» **TASK**
When you copy the entries, omit the images and keep every word as it is.

» **GIVEN RECORDS**
⁂

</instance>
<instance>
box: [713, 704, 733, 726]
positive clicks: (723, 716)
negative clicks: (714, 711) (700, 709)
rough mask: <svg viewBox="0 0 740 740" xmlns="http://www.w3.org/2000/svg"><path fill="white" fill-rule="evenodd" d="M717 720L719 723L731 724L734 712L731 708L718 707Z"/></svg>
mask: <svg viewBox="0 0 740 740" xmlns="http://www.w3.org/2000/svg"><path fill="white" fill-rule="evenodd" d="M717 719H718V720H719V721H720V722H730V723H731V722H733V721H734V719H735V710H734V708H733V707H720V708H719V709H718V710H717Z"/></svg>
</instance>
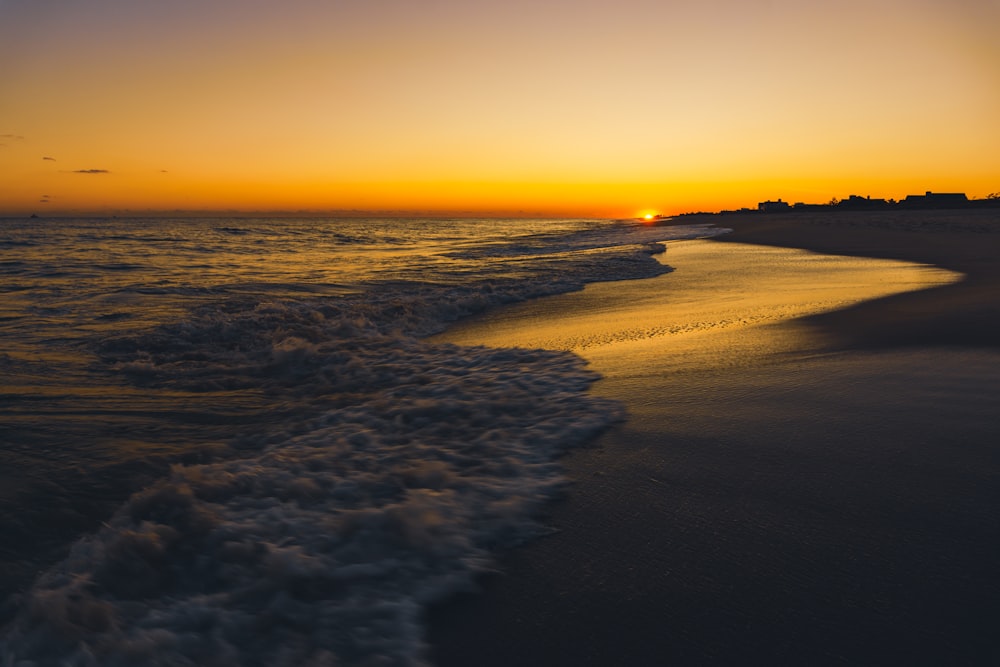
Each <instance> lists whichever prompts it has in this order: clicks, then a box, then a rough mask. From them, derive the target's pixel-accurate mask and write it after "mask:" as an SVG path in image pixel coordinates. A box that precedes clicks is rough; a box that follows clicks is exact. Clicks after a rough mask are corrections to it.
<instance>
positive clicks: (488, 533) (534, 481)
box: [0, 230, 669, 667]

⁂

» **RESULT**
</instance>
<instance>
box: [713, 704, 733, 726]
positive clicks: (723, 716)
negative clicks: (714, 711) (700, 709)
rough mask: <svg viewBox="0 0 740 740" xmlns="http://www.w3.org/2000/svg"><path fill="white" fill-rule="evenodd" d="M717 720L719 723L731 724L734 712L731 708L718 707Z"/></svg>
mask: <svg viewBox="0 0 740 740" xmlns="http://www.w3.org/2000/svg"><path fill="white" fill-rule="evenodd" d="M717 719H718V720H719V721H720V722H730V723H731V722H733V721H734V719H735V710H734V708H733V707H720V708H719V709H718V710H717Z"/></svg>
</instance>
Each <instance> lists whichever prompts it has in this order: clicks, then a box, then a rough mask. From them, derive the target's pixel-accurate mask and write it after "mask:" as an SVG path in image pixel coordinates. A box that precedes clicks is rough; a box that follows clicks is exact. Clicks after a rough mask are corrections to it.
<instance>
positive clicks: (488, 533) (534, 481)
box: [0, 230, 669, 667]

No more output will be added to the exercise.